◆ WHAT THIS TASK INVOLVES:
Could you retype exactly the lines below between the one holding "Note: one point per instance of the paved" and the one holding "Note: one point per instance of the minaret", inclusive, leaving out any pictures?

======== RECORDS TO PROCESS ========

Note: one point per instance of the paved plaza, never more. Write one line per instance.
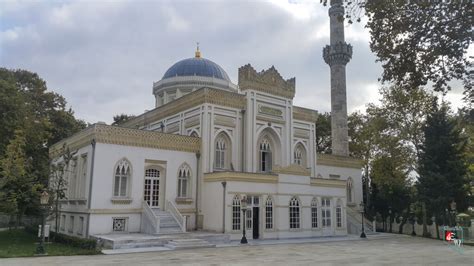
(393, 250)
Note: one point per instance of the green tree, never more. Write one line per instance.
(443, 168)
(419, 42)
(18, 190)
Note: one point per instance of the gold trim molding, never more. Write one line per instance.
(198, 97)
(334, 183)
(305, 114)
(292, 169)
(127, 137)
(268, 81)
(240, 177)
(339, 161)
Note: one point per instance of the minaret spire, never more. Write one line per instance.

========
======== RECORDS TO PROCESS ========

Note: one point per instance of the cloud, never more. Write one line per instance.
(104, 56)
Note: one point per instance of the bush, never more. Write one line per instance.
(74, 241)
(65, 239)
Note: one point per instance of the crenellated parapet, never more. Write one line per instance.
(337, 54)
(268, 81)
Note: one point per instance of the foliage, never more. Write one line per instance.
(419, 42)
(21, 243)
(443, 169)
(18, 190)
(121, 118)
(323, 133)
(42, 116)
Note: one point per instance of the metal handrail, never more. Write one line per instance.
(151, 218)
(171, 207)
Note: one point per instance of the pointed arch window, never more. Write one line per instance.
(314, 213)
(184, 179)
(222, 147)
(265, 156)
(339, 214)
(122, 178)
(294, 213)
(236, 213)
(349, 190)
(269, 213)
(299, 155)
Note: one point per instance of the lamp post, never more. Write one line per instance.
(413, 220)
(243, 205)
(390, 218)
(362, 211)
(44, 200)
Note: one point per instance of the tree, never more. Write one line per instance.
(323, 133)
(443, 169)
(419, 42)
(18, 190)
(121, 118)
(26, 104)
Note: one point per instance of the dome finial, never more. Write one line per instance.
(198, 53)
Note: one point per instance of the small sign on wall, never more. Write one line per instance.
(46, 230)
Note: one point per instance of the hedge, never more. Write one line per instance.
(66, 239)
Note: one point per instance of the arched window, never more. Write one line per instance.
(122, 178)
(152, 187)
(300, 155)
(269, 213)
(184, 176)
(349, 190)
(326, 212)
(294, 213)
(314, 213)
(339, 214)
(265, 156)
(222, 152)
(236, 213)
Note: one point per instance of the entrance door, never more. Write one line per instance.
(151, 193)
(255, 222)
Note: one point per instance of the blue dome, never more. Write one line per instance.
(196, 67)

========
======== RECORDS TO PROCESS ========

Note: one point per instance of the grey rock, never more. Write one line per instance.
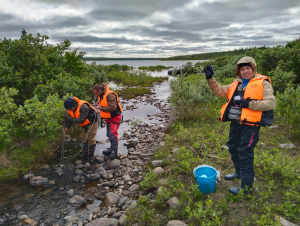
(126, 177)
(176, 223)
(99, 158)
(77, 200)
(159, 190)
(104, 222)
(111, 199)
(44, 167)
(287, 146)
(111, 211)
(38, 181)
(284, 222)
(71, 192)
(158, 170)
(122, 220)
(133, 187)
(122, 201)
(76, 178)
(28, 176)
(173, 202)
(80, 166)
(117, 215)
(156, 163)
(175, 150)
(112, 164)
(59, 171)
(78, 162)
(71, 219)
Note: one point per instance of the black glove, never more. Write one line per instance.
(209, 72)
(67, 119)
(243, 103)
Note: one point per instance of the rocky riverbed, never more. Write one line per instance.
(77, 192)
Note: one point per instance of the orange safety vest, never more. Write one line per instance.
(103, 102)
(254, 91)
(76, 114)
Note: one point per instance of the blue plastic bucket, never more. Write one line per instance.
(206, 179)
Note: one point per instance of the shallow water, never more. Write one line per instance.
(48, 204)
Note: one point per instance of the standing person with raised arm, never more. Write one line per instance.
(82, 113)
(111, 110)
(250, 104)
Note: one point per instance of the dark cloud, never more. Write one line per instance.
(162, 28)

========

◆ RESPONSE:
Note: one point per instance of the paved plaza, never more. Write one line per instance.
(393, 250)
Note: one point per instance of the green tree, never more. Write one line per instance.
(443, 168)
(419, 42)
(18, 190)
Note: one point per instance of the gold trim molding, never more. Write one line per instance.
(198, 97)
(334, 183)
(305, 114)
(292, 169)
(127, 137)
(268, 81)
(240, 177)
(339, 161)
Note: one point per instance of the minaret spire, never more. Write one line per instance.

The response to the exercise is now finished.